━━ Excerpt to read ━━
The Essence of the Sense of Touch in the Robotic Revolution

 

What was your journey before your thesis?

Upon leaving high school, I hesitated for a long time between pursuing medicine and engineering studies. Choosing medicine would have meant giving up engineering and physical sciences in general, but by choosing engineering, I thought I could still find a way to contribute to the field of health. That's when my two years of preparatory classes at Lycée Champollion in Grenoble began.

After these two years of hard work, I joined the Ecole des Mines de Saint Etienne (ISMIN program) with the goal of specializing in bioelectronics in the final year. Unfortunately, electronics was really not my cup of tea, so I decided to do an exchange with Telecom Physique Strasbourg in the third year to follow the TIC Santé curriculum and the IRIV Master's program (Imaging, Robotics, and Living Engineering).

In 2017, I had the opportunity to do my final internship at NearLab, a specialized laboratory in surgical robotics at Politecnico di Milano in Italy. My work focused on reducing muscle fatigue during a robot-assisted suturing task. Research fascinated me, and I decided to continue with a Ph.D. Having had the opportunity to test several surgical robots (including the famous Da Vinci), I realized that the sense of touch was very minimally conveyed to the surgeon during a task. I remember practicing for hours with the same training used by surgeons to operate the robot. The task involved passing rings along a tube without touching it, with only a slight force feedback when approaching dangerously. It caused a lot of frustration but also gave me the desire (and courage) to improve the machines of tomorrow!
━━━
━━ Dataset extract ━━
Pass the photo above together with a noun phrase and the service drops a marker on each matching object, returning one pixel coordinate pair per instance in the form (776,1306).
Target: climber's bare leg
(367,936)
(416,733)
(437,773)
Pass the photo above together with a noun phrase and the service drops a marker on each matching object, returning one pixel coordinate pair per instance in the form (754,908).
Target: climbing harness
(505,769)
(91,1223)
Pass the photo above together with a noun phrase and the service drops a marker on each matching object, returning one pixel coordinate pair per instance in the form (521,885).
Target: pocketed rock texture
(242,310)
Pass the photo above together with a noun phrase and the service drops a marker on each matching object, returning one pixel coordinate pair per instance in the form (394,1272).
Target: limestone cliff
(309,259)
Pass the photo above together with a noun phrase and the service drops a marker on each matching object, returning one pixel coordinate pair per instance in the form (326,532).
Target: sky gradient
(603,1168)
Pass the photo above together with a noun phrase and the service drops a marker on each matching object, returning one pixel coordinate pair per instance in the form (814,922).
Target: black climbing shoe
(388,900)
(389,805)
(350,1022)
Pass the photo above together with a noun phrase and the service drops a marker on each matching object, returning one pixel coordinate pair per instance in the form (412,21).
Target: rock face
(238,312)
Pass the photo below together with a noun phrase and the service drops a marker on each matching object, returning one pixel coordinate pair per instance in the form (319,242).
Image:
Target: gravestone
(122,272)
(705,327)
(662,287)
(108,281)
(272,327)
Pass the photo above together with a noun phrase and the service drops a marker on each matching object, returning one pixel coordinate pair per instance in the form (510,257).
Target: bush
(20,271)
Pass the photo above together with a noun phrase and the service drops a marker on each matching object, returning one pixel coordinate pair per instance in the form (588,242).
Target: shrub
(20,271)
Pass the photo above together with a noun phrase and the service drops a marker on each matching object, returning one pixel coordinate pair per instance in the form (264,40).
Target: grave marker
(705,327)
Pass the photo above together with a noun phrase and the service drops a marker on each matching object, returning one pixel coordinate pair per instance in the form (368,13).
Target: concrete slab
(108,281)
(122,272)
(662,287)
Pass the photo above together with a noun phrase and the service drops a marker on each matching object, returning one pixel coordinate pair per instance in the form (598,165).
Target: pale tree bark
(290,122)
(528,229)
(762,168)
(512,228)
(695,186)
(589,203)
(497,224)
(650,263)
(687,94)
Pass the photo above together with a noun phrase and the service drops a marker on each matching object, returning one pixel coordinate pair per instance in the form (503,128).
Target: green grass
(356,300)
━━━
Tasks for this exercise:
(a) Which schools and laboratories are named in the interview on the sense of touch?
(b) In the interview on the sense of touch, what did the work at NearLab focus on?
(c) Continue the interview on the sense of touch, starting after its last sentence.
The listing is separate material, unconnected to the interview on the sense of touch.

Responses per task:
(a) Lycée Champollion in Grenoble, Ecole des Mines de Saint Etienne, Telecom Physique Strasbourg, and NearLab at Politecnico di Milano

(b) Reducing muscle fatigue during a robot-assisted suturing task.

(c)
Can you briefly describe your thesis?

When we manipulate objects, we rely on our sense of touch to perceive the softness of a raspberry, the finesse of a Braille point, or the roughness of sandpaper. In the case of fragile objects, such as picking a raspberry, it is important to apply exactly the right gripping force to pick the raspberry without crushing it between our fingers. And to do this, we as humans have a superpower. In practice, we all grip objects with a safety margin of 20% on average. This behavior occurs unconsciously; your nervous system does it automatically. However, we don't know much about how it does it. During my thesis, I discovered that we apply this gripping force thanks to various tactile information collected through the sense of touch, especially through mechanoreceptors in our skin. In fact, when our skin deforms, these small receptors quickly transmit impulses to the nervous system, which analyzes them and sends information back to the muscles.


But what is it good for?

My goal is to develop robots with a sense of touch inspired by humans. Developing sensors capable of feeling could then help amputees, thanks to sensory prosthetics. Or, a surgical robot that would allow the surgeon to feel the stiffness or texture of an organ could emerge in the near future.


And now, what are you doing?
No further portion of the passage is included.